**Objective:** Find the line that contains "Task: point at every instance of the background person's white" in the entries below. Output it and each later line exactly, and nothing else.

**Records for the exercise:**
● ● ● ●
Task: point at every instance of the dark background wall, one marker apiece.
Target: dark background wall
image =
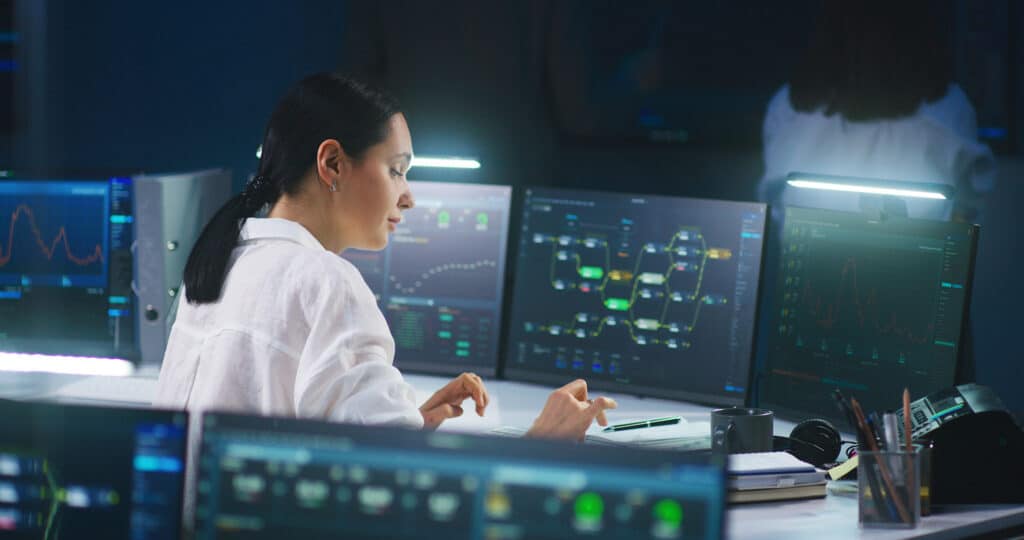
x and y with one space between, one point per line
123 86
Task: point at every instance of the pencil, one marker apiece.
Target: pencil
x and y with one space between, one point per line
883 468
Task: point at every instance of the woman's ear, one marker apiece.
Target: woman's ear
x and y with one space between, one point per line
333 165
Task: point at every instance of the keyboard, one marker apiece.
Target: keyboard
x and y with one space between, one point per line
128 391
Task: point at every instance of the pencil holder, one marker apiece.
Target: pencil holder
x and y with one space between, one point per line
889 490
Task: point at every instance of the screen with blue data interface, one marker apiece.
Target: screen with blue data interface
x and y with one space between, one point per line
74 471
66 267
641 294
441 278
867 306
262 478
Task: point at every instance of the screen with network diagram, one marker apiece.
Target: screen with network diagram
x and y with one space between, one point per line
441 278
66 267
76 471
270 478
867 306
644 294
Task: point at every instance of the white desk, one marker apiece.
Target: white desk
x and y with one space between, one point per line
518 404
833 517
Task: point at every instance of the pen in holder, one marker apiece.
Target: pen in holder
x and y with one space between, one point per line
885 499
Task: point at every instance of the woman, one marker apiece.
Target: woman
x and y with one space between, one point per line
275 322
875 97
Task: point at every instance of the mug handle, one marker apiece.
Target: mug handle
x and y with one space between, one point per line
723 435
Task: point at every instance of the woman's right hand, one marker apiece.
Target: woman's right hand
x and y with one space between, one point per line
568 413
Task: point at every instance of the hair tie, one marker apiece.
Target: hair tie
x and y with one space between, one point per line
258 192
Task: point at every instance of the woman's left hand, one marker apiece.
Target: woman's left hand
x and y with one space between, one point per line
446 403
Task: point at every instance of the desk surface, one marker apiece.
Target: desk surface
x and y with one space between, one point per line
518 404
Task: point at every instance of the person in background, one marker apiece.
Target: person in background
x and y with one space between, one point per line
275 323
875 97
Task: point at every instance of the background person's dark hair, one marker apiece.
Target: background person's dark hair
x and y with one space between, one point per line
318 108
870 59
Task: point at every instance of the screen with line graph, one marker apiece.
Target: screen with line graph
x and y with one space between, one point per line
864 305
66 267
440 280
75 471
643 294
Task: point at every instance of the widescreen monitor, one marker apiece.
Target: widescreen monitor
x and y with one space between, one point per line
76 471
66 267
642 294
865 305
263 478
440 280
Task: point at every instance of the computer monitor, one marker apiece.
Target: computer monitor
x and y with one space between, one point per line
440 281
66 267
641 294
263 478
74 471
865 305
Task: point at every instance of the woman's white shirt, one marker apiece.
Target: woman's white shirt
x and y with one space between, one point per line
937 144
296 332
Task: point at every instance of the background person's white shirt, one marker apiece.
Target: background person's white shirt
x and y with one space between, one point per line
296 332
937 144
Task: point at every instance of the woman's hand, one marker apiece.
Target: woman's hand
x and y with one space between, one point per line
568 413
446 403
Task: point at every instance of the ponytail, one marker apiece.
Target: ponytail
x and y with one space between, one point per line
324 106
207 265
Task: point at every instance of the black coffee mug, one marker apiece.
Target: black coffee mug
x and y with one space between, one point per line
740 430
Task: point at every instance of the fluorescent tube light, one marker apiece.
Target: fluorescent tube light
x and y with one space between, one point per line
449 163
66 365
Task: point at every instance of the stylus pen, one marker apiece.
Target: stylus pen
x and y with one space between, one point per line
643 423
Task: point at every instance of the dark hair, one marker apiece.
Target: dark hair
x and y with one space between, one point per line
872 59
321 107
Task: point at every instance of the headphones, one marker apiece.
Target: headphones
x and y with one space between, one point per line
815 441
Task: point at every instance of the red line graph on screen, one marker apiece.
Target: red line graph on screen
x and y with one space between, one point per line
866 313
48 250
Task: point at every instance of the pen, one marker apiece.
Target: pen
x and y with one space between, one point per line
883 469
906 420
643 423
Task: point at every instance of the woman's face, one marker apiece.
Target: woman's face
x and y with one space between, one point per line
● ● ● ●
**Reply:**
Task: point at every instance of the background person's white shirt, one marker apiece.
Target: background person's white shirt
x and y with one space between, one point per line
296 332
937 144
Task: point at every instance of the woman's hand, one marker apiece.
Target: woman's hand
x and y with one space between, one point per line
568 413
446 403
Task: point at every instance of the ponytail, one marker apiece.
Target: ponytail
x and y with one space between, one point per line
324 106
207 265
Task: point at every instance of the black coffee mug, one marker apiece.
Target: black coffee mug
x and y with one space between, one point per line
740 430
Task: point at every instance of the fluorescent tube light, one marker apiece.
Target: fluorescent tube light
x and y with one space between, one point per line
449 163
66 365
Task: point at every instance of the stylus pen, one marker apiece.
Target: stylus pen
x and y with one space between, one point per line
643 423
Task: point at every instance of the dark hair, one marker apiece.
Target: dark hair
x and y with one space between, one point per line
872 59
321 107
Task: point at every instance of the headphones, one marker apiece.
Target: headphones
x and y with one space between, one point per line
815 441
Task: point at every instance of the red line graph on screen, one marker apiece.
Target: red line graph on screen
x and y with one space between, one point per line
866 313
48 250
Task: point at every instance of the pen, one marker apiece.
Target: pen
x and y with one space between, one point per line
883 469
906 420
643 423
Task: point at every instance of the woman's face, one marker apiece.
Target: woman's face
x and y with one space between, one point per line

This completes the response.